_Instructions to follow:_ Print the listing that follows, character for character.

════════════════

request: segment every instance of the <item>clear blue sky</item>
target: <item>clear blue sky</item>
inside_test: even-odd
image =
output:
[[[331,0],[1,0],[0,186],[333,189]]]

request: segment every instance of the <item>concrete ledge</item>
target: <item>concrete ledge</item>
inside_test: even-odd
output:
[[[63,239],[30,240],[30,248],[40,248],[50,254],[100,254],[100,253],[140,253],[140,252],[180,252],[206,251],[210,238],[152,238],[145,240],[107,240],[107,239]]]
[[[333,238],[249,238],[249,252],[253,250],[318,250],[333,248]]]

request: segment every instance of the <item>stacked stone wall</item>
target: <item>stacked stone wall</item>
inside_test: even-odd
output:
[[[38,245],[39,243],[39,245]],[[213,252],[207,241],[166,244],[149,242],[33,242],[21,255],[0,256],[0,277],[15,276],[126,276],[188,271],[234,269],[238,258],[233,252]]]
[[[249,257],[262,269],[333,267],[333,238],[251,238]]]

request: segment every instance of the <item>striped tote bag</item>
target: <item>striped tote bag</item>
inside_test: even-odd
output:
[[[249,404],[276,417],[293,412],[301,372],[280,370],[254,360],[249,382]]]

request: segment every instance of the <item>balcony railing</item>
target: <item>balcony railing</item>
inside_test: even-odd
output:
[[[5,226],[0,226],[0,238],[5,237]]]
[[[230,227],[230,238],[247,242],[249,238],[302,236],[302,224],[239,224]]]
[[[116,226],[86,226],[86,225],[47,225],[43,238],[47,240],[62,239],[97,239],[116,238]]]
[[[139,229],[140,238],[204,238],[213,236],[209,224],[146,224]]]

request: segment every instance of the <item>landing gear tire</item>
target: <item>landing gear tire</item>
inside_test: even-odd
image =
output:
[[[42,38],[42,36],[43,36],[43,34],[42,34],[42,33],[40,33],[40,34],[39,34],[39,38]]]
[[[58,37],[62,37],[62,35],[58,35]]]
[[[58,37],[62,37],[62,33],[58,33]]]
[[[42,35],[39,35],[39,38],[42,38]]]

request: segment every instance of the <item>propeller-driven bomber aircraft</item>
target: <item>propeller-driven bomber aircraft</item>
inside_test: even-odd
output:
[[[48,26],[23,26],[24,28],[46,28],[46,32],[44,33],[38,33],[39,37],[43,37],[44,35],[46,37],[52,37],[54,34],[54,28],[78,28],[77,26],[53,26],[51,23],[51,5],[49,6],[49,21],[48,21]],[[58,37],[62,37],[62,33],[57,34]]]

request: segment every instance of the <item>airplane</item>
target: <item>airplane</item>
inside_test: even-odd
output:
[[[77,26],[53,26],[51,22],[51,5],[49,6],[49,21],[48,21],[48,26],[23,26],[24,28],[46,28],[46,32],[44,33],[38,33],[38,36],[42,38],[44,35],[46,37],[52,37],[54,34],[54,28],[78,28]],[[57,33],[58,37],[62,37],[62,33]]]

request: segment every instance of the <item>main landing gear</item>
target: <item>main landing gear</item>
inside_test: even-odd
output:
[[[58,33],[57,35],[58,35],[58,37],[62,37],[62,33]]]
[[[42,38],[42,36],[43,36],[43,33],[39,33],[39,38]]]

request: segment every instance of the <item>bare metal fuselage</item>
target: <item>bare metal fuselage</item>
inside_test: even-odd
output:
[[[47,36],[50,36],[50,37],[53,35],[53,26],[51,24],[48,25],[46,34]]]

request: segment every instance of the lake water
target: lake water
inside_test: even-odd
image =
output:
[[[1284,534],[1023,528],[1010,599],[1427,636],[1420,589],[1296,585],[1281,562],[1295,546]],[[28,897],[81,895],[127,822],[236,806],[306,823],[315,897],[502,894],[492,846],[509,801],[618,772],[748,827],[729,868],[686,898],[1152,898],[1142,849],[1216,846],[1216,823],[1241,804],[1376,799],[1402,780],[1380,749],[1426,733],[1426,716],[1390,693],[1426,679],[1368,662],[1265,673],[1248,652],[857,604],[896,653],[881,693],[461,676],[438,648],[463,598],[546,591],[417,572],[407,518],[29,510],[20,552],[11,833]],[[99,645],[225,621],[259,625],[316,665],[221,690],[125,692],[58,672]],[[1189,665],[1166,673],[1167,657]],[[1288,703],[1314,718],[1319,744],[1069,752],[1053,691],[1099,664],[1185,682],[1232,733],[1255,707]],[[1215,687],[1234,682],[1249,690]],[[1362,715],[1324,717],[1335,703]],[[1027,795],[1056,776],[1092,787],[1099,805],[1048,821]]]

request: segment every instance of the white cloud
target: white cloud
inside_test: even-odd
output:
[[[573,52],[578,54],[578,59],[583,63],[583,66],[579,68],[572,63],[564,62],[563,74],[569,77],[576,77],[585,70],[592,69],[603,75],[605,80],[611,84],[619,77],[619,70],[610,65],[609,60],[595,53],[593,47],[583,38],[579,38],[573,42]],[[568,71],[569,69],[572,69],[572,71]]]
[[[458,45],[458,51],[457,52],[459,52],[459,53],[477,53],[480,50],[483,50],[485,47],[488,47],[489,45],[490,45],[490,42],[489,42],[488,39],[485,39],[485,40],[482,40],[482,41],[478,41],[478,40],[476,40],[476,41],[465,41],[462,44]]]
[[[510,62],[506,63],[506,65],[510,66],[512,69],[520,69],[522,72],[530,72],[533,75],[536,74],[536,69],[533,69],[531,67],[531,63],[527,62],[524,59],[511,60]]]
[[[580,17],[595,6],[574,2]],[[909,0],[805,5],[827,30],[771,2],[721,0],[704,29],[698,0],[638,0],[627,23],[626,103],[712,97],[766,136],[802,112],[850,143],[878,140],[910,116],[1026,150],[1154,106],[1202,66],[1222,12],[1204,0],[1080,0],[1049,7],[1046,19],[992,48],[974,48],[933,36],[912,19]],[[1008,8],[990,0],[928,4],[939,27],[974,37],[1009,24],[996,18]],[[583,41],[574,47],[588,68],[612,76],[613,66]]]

════════════════

_Answer area:_
request: segment every instance of the <item>clear blue sky</item>
target: <item>clear blue sky</item>
inside_test: even-odd
image =
output:
[[[331,0],[1,0],[0,186],[333,189]]]

request: segment every instance of the <item>concrete ledge</item>
target: <item>concrete ledge</item>
inside_test: even-odd
output:
[[[63,239],[30,240],[30,248],[40,248],[50,254],[100,254],[100,253],[140,253],[140,252],[180,252],[206,251],[210,238],[152,238],[145,240],[107,240],[107,239]]]
[[[333,238],[249,238],[249,252],[253,250],[318,250],[333,248]]]

request: segment every instance of the <item>stacked stone wall</item>
target: <item>stacked stone wall</item>
inside_test: even-odd
output:
[[[38,245],[39,243],[39,245]],[[213,252],[207,241],[166,244],[149,242],[33,242],[21,255],[0,256],[0,277],[15,276],[126,276],[188,271],[234,269],[238,258],[233,252]]]
[[[249,257],[262,269],[333,267],[333,238],[251,238]]]

request: segment every instance of the <item>striped tote bag</item>
target: <item>striped tote bag</item>
inside_test: even-odd
output:
[[[249,404],[276,417],[293,412],[301,372],[280,370],[254,360],[249,382]]]

request: segment every instance of the <item>balcony railing</item>
target: <item>balcony railing</item>
inside_test: even-odd
output:
[[[5,226],[0,226],[0,238],[5,237]]]
[[[230,227],[230,238],[247,242],[249,238],[302,236],[302,224],[239,224]]]
[[[116,226],[86,226],[86,225],[47,225],[43,238],[47,240],[62,239],[97,239],[116,238]]]
[[[139,229],[140,238],[204,238],[213,236],[209,224],[146,224]]]

request: segment every instance of the <item>landing gear tire</item>
target: <item>landing gear tire</item>
inside_test: even-odd
image =
output:
[[[42,38],[42,36],[43,36],[43,34],[42,34],[42,33],[40,33],[40,34],[39,34],[39,38]]]
[[[58,37],[62,37],[62,35],[58,35]]]
[[[58,37],[62,37],[62,33],[58,33]]]
[[[42,35],[39,35],[39,38],[42,38]]]

request: segment every instance of the <item>propeller-driven bomber aircraft</item>
target: <item>propeller-driven bomber aircraft</item>
inside_test: even-odd
output:
[[[48,26],[23,26],[24,28],[46,28],[46,32],[44,33],[38,33],[39,37],[43,37],[44,35],[46,37],[52,37],[54,34],[54,28],[78,28],[77,26],[53,26],[51,23],[51,5],[49,6],[49,21],[48,21]],[[58,37],[62,37],[62,33],[57,34]]]

request: segment every instance of the <item>airplane</item>
target: <item>airplane</item>
inside_test: even-odd
output:
[[[77,26],[53,26],[51,22],[51,5],[49,6],[49,21],[48,21],[48,26],[23,26],[24,28],[46,28],[46,32],[44,33],[38,33],[38,36],[42,38],[44,35],[46,37],[52,37],[54,34],[54,28],[78,28]],[[57,33],[58,37],[62,37],[62,33]]]

request: segment every instance of the <item>main landing gear</item>
target: <item>main landing gear</item>
inside_test: even-odd
output:
[[[58,33],[57,35],[58,35],[58,37],[62,37],[62,33]]]
[[[42,38],[42,36],[43,36],[43,33],[39,33],[39,38]]]

request: segment every instance of the <item>bare metal fuselage</item>
target: <item>bare metal fuselage</item>
inside_test: even-odd
output:
[[[47,36],[50,36],[50,37],[53,35],[53,26],[51,24],[48,25],[46,34]]]

request: segment every instance of the lake water
target: lake water
inside_test: even-odd
image =
output:
[[[1284,534],[1023,528],[1010,599],[1427,636],[1420,589],[1296,585],[1281,562],[1295,546]],[[28,897],[81,895],[127,822],[236,806],[306,823],[315,897],[502,894],[492,846],[509,801],[618,772],[748,827],[729,868],[686,898],[1152,898],[1142,849],[1216,846],[1216,823],[1241,804],[1376,799],[1402,780],[1380,749],[1426,733],[1426,716],[1390,693],[1426,679],[1368,662],[1265,673],[1248,652],[857,604],[896,653],[881,693],[461,676],[438,648],[463,598],[546,591],[417,572],[407,518],[29,510],[20,552],[11,833]],[[99,645],[225,621],[259,625],[316,665],[221,690],[125,692],[58,672]],[[1189,665],[1166,673],[1167,657]],[[1288,703],[1314,718],[1319,744],[1069,752],[1053,691],[1099,664],[1185,682],[1232,733],[1255,707]],[[1215,687],[1234,682],[1249,690]],[[1362,715],[1324,717],[1335,703]],[[1027,795],[1056,776],[1092,787],[1099,805],[1048,821]]]

request: segment every instance of the white cloud
target: white cloud
inside_test: even-odd
output:
[[[573,52],[578,54],[578,59],[583,63],[583,66],[579,68],[572,63],[564,62],[563,74],[569,77],[576,77],[585,70],[592,69],[603,75],[605,80],[611,84],[619,77],[619,70],[610,65],[609,60],[595,53],[593,47],[583,38],[579,38],[573,42]],[[568,71],[569,69],[572,69],[572,71]]]
[[[458,45],[458,51],[457,52],[459,52],[459,53],[477,53],[480,50],[483,50],[485,47],[488,47],[489,45],[490,45],[490,42],[489,42],[488,39],[485,39],[485,40],[482,40],[482,41],[478,41],[478,40],[476,40],[476,41],[465,41],[462,44]]]
[[[510,62],[506,63],[506,65],[510,66],[512,69],[520,69],[522,72],[530,72],[533,75],[536,74],[536,69],[533,69],[531,67],[531,63],[527,62],[524,59],[511,60]]]
[[[580,17],[595,6],[574,2]],[[909,0],[805,5],[827,30],[771,2],[721,0],[704,29],[698,0],[638,0],[627,23],[626,103],[712,97],[766,136],[802,112],[850,143],[878,140],[910,116],[1026,150],[1154,106],[1202,66],[1222,12],[1204,0],[1080,0],[1049,7],[1046,19],[992,48],[974,48],[933,36],[912,19]],[[1008,8],[990,0],[928,4],[939,27],[974,37],[1009,24],[996,18]],[[583,41],[574,47],[588,68],[612,76],[613,66]]]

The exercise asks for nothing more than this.